[Coordinate annotation records]
- - - - - - -

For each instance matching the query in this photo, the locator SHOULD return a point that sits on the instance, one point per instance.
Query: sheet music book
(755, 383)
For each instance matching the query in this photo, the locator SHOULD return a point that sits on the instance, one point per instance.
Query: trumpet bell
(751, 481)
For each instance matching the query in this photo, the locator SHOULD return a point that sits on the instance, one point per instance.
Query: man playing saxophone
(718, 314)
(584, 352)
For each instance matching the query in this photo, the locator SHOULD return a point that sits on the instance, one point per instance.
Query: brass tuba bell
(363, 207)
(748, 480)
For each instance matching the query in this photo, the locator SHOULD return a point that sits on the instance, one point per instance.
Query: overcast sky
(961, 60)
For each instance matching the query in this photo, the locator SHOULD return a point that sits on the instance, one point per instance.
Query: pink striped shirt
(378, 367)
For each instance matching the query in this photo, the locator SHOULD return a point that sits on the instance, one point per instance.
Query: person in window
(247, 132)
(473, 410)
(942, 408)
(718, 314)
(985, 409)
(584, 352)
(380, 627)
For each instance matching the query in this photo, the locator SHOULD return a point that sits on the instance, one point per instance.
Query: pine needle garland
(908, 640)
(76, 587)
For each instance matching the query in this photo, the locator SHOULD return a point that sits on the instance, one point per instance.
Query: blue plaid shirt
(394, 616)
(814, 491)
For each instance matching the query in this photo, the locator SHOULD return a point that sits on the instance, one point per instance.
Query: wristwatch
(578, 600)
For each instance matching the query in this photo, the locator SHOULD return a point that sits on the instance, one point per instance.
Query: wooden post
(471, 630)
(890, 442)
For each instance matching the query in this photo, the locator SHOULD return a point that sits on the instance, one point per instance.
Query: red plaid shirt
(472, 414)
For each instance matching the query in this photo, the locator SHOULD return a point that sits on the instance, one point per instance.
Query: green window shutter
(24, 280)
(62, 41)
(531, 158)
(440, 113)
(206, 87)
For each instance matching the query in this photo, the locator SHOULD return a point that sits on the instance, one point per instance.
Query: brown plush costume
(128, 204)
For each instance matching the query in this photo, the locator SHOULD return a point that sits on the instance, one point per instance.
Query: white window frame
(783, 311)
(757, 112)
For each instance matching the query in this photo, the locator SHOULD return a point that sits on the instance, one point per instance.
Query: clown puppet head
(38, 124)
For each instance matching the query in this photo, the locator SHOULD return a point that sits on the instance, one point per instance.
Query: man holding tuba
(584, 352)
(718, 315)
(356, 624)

- - - - - - -

» **Request**
All of the entries must be quoted exactly; please include each one.

» **Finished task**
For each instance matching the query in this photo, the locator SHOULD return a point that sits on the instance, one point per instance.
Query: sheet music book
(755, 383)
For each instance matching the query in this photo, the locator SHOULD return a point that sits on the instance, one point per instance.
Query: trumpet bell
(751, 481)
For each instance matching the query in this photo, the locator SHOULD return a point that sits on the instance, one point per instance.
Query: man playing saxophone
(718, 314)
(584, 352)
For each instance matching the query in this photo, the locator SHOULD return a point that sits on the instance, one point per instance.
Query: brass tuba bell
(363, 207)
(748, 480)
For each instance matching the query in this photo, the locator SHOULD return a point that sits on the instance, one point per instance.
Query: overcast sky
(961, 60)
For each instance matching the query in this photo, the locator SHOULD return a point that sits on the instance, one point per instance.
Query: pink striped shirt
(378, 367)
For each instance matching the query in this photo, the locator SHOULD return a point that sits on the instance, one point per instance.
Query: person in window
(247, 132)
(473, 410)
(942, 408)
(718, 314)
(985, 409)
(584, 352)
(380, 627)
For each instance matching the query in this photo, the locator SHOULD return a point that sits on the instance, one point per instance.
Query: pine needle garland
(908, 640)
(76, 587)
For each instance matching the query in this photo, the locator SHOULD return a point that sits on the instance, one point per instance.
Query: blue plaid shirt
(394, 616)
(814, 491)
For each instance matching the query in this photo, the locator SHOULD return a point that sits on the instance, one point per instance.
Query: wristwatch
(578, 600)
For each instance matching the query in this photo, the locator SHOULD return a point that sits on the instance, one point per instance.
Query: wooden post
(471, 630)
(890, 442)
For each instance matching the query in this photo, the locator SHOULD return a point that sits on the instance, one point per instance.
Query: red plaid shirt
(472, 414)
For each instance matching the query in this photo, the locator SHOULD return a point that sits on the instance, one point per instance.
Query: green window shutter
(24, 280)
(62, 41)
(531, 158)
(440, 113)
(206, 87)
For each instance matching the query in this photo, the locator SHOULD return a point that sits on the instance, one point per instance.
Query: brown plush costume
(128, 204)
For each instance matching the query in this photo, the locator SHOULD return a point that sits on the instance, one point per instance.
Query: white window frame
(783, 311)
(757, 112)
For each instance matching the query in this photo, the locator SHOULD return a point that sits on the instance, one point per instance.
Query: clown puppet head
(38, 124)
For each instance matching the query in this photo, the locator SHOULD return a point that sits on the instance, one point per instance.
Query: man holding tuba
(584, 352)
(718, 315)
(356, 624)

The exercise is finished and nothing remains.